TASK REQUIREMENTS:
Rewrite every line of the entries below as a Markdown table with the columns "Row" and "Line", one numbered row per line. Skip blank lines and leave out the pictures.

-.-.-

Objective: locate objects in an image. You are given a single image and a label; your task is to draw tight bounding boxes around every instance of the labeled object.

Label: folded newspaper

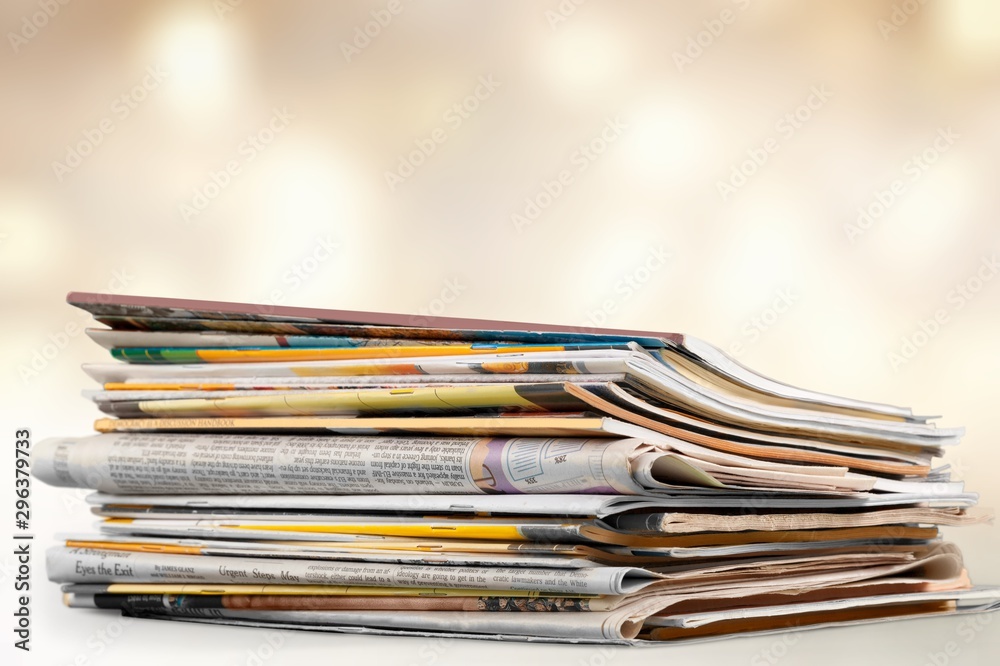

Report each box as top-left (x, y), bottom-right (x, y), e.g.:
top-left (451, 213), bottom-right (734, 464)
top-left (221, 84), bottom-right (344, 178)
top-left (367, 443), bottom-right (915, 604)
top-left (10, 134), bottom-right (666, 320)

top-left (34, 293), bottom-right (1000, 644)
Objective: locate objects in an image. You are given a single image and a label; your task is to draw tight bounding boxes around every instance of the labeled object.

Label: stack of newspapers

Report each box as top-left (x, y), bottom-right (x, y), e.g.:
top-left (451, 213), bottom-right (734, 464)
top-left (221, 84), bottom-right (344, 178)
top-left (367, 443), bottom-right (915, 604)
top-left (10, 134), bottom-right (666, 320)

top-left (34, 293), bottom-right (1000, 643)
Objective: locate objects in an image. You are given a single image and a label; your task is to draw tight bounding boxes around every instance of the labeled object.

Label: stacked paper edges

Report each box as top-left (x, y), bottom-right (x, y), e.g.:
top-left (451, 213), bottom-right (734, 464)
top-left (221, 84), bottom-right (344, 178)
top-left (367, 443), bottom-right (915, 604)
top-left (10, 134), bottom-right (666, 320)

top-left (35, 293), bottom-right (1000, 642)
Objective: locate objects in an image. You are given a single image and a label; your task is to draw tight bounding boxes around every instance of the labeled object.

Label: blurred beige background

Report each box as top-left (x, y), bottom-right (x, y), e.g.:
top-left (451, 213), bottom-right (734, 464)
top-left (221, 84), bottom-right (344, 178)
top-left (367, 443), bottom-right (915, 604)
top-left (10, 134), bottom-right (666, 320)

top-left (0, 0), bottom-right (1000, 666)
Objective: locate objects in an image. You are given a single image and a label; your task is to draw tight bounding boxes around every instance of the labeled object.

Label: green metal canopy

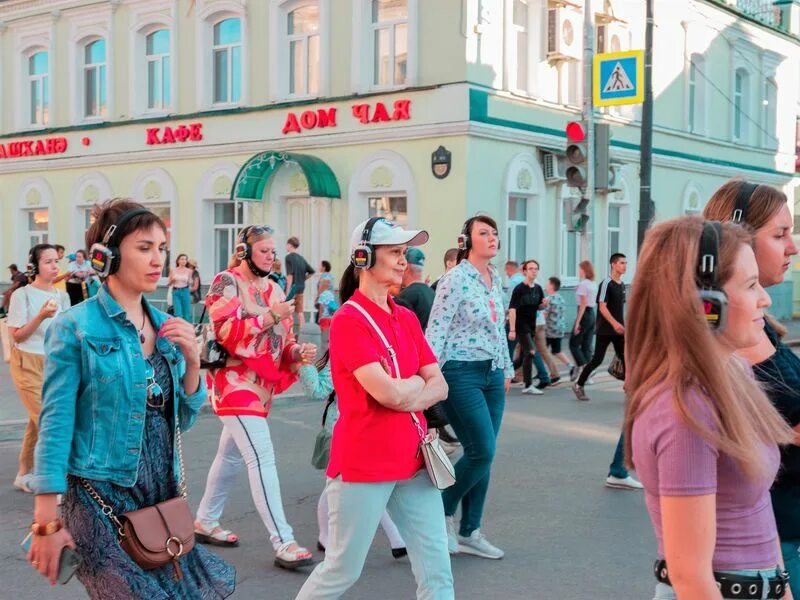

-.-.-

RESULT OF THE EXERCISE:
| Row | Line |
|---|---|
| 1 | Objective: locate objects in an image. You are given a single image and a label; your task is to draw tight bounding boxes around every instance of the labeled object. |
| 2 | Label: folded newspaper |
| 3 | Report each box as top-left (x, y), bottom-right (x, y), e.g.: |
| 4 | top-left (451, 213), bottom-right (734, 464) |
| 5 | top-left (221, 84), bottom-right (344, 178) |
| 6 | top-left (367, 443), bottom-right (915, 604) |
| 7 | top-left (10, 134), bottom-right (666, 320) |
| 8 | top-left (34, 293), bottom-right (1000, 644) |
| 9 | Objective: locate objects in an image. You are given a single image and a label; your task is to draw tight bounding boxes around every instance of the labeled object. |
| 10 | Label: stack of newspapers |
| 11 | Report each box as top-left (x, y), bottom-right (x, y), e.g.: |
| 12 | top-left (451, 213), bottom-right (734, 464) |
| 13 | top-left (221, 84), bottom-right (344, 178) |
| 14 | top-left (367, 443), bottom-right (915, 604) |
| 15 | top-left (10, 134), bottom-right (666, 320) |
| 16 | top-left (34, 293), bottom-right (1000, 643) |
| 17 | Objective: locate objects in an image. You are given a single image and a label; your task is to draw tight bounding boxes around every instance of the labeled object. |
| 18 | Label: stacked paper edges |
| 19 | Report each box as top-left (x, y), bottom-right (x, y), e.g.: |
| 20 | top-left (451, 213), bottom-right (734, 464) |
| 21 | top-left (221, 84), bottom-right (344, 178) |
| 22 | top-left (367, 443), bottom-right (915, 604) |
| 23 | top-left (10, 134), bottom-right (666, 320) |
| 24 | top-left (35, 293), bottom-right (1000, 642) |
| 25 | Objective: locate objects in an image. You are given a single image and a label; your task is to draw tight bounding boxes around every instance of the labeled object. |
| 26 | Label: blurred beige background |
| 27 | Report each box as top-left (x, y), bottom-right (x, y), e.g.: |
| 28 | top-left (451, 213), bottom-right (734, 464) |
| 29 | top-left (221, 84), bottom-right (344, 178) |
| 30 | top-left (367, 443), bottom-right (915, 604) |
| 31 | top-left (10, 134), bottom-right (666, 320) |
| 32 | top-left (0, 0), bottom-right (1000, 666) |
| 33 | Objective: locate objects in an image. You are given a single image and a label; your task is to draw tight bounding boxes around every instance of the labeled object. |
| 34 | Label: green metal canopy |